▸ Reading passage:

((

Ti64/xCu composites have been successfully fabricated by conventional powder metallurgy. Sintering is driven by a liquid phase due to the eutectic reaction occurring during the heating stage. The shrinkage kinetics indicate that adding 15 wt% of Cu strongly improves densification, which is assumed to be achieved by pore filling by eutectic liquid and solid diffusion of Cu into the Ti64 matrix during solidification. The maximum relative density reached was 97% for 20 wt% of Cu after sintering at 1100 °C.

The final microstructure of the composites is mainly composed of two phases, α-Ti and Ti₂Cu, although small amounts of Ti–Cu intermetallics with different compositions are also present. It was also assessed that Cu diffusion forms thin lamellae of Ti₂Cu that grow and form thicker lamellae when the quantity of Cu is 20 wt%.

The microhardness was improved by the addition of Cu in comparison with that of Ti64 sintered at the same temperature, which is attributed to the higher relative density and the formation of the Ti₂Cu phase. On the contrary, the mechanical strength obtained from compression tests does not show an increase with respect to the Ti64 sample, because the mechanical response is governed by the size of necks formed during sintering.

Corrosion under Hank’s solution is improved by Cu addition because of the formation of a stable Ti₂Cu layer. It can be concluded that the material with 15 wt% of Cu shows the best compromise between corrosion and mechanical properties, although its relative density is only 90%.

))

▸ Provided records:
((

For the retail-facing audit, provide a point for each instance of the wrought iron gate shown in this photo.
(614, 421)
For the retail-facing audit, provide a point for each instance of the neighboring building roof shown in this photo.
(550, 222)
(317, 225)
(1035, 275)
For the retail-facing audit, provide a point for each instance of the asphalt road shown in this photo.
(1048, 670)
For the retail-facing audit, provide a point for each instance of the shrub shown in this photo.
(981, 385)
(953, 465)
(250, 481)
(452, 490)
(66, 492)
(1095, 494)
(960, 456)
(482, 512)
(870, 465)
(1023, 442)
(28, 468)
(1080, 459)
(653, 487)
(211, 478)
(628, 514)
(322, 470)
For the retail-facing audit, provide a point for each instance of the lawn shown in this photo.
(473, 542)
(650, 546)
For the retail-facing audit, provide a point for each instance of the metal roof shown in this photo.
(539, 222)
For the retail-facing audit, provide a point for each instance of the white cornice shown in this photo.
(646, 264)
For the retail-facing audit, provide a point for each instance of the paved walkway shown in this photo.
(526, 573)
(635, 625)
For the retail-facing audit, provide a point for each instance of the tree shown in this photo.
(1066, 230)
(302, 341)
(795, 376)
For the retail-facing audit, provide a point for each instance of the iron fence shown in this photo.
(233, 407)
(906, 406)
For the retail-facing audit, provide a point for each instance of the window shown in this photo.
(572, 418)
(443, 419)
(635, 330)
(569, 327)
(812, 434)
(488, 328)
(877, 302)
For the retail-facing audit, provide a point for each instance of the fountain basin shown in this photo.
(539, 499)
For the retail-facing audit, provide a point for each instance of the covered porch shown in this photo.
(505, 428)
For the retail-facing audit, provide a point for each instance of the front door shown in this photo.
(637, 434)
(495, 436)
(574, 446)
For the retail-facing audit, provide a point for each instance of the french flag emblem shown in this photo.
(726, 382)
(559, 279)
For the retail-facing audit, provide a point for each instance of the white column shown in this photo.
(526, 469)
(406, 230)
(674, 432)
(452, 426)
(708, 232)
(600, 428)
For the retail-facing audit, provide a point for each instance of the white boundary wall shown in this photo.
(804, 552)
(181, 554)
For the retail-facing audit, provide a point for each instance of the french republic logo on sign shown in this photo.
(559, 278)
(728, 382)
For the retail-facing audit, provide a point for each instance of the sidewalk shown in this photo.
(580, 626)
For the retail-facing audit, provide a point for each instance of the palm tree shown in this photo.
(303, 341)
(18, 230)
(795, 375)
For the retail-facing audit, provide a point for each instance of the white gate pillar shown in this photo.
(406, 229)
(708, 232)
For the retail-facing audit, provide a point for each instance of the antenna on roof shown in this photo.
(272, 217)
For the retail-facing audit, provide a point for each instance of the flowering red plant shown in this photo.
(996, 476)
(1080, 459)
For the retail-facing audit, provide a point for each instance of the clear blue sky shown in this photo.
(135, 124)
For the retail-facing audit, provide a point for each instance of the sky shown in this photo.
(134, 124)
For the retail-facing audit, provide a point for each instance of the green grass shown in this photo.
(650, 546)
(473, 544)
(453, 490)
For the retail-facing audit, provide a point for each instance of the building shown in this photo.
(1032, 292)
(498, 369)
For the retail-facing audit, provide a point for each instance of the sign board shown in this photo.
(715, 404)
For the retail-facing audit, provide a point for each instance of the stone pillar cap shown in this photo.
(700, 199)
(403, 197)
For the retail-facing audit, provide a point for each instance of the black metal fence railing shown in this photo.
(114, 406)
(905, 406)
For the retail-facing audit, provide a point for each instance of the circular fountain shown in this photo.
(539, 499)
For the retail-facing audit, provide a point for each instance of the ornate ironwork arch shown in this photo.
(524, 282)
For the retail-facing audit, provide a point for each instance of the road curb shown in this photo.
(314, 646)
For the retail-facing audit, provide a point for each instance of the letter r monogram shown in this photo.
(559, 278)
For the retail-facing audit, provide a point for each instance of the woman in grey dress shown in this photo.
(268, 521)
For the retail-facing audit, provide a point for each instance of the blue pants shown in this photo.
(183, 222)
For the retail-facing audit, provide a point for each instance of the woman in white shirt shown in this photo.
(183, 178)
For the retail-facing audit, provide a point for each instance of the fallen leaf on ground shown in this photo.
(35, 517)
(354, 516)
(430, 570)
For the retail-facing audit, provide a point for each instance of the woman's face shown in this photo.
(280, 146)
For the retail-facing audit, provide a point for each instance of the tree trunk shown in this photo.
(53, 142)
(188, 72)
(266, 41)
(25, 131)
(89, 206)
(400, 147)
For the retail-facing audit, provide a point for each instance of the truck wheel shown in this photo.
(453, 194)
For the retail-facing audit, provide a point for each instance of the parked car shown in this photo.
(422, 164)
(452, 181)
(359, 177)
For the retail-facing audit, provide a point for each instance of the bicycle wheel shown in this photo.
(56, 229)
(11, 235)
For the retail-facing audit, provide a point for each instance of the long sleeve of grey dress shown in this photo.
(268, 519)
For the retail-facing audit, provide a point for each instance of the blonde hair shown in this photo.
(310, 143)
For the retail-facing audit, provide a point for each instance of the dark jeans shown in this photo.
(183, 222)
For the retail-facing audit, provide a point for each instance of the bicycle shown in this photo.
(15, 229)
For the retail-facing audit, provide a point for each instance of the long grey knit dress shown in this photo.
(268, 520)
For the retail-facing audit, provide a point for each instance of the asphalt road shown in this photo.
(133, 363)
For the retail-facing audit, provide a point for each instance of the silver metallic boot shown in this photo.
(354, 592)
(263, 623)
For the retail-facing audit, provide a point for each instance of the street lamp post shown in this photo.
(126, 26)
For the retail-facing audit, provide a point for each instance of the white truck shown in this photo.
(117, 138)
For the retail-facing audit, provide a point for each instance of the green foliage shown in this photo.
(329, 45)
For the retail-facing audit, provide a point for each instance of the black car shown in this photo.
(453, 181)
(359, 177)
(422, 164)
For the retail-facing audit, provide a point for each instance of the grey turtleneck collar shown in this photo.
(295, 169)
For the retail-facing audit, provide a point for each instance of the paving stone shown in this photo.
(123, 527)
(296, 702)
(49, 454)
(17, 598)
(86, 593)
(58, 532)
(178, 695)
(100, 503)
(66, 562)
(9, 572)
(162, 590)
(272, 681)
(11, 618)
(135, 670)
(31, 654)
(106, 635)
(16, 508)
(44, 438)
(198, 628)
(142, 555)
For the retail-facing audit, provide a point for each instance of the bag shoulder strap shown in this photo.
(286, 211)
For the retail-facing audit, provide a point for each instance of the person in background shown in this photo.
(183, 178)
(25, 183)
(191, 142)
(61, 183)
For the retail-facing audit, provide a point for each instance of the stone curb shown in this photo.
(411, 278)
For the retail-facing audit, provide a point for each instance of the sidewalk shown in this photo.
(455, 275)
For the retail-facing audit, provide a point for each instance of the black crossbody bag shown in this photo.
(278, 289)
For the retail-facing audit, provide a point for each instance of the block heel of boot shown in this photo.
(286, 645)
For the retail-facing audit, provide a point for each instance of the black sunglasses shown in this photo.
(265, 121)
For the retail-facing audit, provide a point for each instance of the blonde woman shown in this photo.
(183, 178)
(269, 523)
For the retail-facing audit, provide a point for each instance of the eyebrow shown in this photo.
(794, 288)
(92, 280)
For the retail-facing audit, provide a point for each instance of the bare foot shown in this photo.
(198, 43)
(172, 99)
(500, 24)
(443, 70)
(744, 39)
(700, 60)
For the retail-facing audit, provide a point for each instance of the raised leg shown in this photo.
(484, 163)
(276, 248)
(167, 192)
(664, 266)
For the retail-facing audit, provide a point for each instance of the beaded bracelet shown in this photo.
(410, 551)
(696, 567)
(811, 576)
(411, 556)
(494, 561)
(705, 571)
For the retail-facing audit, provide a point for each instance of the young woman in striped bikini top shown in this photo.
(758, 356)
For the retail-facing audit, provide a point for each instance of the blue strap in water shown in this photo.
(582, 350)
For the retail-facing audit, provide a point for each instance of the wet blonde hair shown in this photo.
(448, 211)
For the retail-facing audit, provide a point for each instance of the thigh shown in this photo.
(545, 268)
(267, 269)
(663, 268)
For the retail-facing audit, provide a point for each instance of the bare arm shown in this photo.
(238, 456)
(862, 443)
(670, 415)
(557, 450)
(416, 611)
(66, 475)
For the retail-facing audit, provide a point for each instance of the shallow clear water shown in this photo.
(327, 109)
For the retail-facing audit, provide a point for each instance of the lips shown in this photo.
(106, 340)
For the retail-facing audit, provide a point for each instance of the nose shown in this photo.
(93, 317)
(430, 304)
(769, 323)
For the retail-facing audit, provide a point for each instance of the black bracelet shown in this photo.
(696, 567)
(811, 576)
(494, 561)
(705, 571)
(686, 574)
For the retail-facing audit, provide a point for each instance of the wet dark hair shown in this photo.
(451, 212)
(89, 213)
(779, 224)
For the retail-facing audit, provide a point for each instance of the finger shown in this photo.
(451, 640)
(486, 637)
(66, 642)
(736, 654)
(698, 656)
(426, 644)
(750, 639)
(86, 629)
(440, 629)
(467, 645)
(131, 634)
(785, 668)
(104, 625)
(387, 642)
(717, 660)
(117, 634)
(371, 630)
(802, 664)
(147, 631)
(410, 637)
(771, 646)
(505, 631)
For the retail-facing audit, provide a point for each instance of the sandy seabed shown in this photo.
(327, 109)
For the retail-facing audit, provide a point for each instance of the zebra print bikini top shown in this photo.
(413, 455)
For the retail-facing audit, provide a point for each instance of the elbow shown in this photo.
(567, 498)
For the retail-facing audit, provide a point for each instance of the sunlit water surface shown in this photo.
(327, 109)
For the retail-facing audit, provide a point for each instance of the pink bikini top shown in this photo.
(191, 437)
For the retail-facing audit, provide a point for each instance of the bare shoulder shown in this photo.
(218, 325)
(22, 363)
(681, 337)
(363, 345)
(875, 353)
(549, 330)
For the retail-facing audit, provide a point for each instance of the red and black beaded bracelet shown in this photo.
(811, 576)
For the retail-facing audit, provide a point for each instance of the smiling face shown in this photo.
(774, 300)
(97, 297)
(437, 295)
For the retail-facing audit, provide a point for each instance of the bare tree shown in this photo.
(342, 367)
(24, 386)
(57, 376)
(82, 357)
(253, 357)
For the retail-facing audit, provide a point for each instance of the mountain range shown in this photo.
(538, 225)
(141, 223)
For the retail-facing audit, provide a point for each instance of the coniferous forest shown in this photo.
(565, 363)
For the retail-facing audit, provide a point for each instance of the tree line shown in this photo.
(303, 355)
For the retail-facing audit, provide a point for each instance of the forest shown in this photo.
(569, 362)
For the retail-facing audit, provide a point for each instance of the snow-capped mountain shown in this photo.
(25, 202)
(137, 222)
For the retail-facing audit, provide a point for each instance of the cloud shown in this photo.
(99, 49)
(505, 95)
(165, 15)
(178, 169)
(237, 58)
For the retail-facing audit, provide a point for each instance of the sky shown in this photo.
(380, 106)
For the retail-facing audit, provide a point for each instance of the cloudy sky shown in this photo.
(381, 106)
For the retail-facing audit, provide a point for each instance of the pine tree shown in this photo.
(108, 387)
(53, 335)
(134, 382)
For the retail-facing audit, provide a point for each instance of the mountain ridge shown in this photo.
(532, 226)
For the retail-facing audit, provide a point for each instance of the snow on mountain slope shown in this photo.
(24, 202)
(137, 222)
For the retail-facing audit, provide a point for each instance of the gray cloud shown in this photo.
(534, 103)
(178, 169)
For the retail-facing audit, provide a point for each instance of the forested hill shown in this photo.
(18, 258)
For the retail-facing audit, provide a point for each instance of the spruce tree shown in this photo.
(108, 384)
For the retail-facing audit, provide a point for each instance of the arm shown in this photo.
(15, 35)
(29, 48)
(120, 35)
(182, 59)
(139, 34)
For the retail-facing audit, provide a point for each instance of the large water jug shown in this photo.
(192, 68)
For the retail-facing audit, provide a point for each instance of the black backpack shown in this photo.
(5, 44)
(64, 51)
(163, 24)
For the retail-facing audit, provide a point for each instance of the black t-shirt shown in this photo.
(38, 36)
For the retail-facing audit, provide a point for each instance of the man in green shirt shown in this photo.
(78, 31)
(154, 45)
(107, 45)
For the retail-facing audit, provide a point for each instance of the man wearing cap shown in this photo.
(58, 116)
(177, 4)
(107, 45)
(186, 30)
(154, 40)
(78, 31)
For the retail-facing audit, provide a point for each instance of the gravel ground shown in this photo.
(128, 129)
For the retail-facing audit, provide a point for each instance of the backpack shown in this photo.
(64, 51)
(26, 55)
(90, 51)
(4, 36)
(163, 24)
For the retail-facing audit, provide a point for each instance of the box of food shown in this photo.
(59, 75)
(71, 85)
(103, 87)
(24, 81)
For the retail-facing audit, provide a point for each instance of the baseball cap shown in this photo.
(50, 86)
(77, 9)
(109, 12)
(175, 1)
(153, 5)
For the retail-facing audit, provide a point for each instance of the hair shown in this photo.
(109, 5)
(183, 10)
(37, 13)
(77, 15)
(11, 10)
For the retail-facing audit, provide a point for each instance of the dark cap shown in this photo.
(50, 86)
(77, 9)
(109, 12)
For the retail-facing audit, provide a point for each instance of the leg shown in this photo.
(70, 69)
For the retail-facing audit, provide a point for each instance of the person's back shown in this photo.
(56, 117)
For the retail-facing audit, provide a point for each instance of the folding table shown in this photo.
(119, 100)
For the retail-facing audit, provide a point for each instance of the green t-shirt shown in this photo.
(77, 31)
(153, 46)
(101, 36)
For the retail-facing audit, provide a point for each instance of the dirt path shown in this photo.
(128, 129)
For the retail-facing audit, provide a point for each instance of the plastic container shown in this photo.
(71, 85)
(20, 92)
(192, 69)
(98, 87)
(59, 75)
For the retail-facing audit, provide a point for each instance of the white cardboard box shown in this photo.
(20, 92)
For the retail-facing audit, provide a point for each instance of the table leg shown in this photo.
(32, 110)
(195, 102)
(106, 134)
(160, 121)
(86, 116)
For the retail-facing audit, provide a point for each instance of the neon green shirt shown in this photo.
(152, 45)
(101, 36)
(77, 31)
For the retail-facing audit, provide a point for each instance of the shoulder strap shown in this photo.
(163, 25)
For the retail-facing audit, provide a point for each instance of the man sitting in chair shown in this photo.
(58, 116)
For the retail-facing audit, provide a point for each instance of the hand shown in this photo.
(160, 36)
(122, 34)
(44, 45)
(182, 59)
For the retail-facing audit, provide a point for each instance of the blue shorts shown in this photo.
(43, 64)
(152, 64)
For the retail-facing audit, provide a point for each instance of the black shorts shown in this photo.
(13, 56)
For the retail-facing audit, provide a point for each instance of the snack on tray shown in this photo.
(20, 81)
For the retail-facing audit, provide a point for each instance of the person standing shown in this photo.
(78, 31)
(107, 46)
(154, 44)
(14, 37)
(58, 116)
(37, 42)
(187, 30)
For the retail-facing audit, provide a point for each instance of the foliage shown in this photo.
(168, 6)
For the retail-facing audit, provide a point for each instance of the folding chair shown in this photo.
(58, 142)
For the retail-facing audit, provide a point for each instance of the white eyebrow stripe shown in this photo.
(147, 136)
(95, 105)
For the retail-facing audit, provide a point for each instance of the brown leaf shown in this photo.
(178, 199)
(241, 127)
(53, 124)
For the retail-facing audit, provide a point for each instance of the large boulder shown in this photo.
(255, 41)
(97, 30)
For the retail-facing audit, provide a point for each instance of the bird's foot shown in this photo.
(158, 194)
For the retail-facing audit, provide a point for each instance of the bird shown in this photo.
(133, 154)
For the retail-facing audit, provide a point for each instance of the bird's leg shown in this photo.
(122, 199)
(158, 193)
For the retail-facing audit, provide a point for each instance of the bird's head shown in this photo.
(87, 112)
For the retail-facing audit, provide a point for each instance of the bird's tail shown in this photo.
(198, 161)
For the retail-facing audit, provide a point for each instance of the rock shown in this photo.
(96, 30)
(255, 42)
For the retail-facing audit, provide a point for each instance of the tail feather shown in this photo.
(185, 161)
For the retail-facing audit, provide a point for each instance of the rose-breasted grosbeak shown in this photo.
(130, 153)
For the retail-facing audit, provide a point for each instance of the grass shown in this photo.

))

▸ Challenge:
Write out the part of the text on the Ti64/xCu composites from the words "The final microstructure" up to and including the words "Cu is 20 wt%.". Rely only on the text.

▸ Complete output:
The final microstructure of the composites is mainly composed of two phases, α-Ti and Ti₂Cu, although small amounts of Ti–Cu intermetallics with different compositions are also present. It was also assessed that Cu diffusion forms thin lamellae of Ti₂Cu that grow and form thicker lamellae when the quantity of Cu is 20 wt%.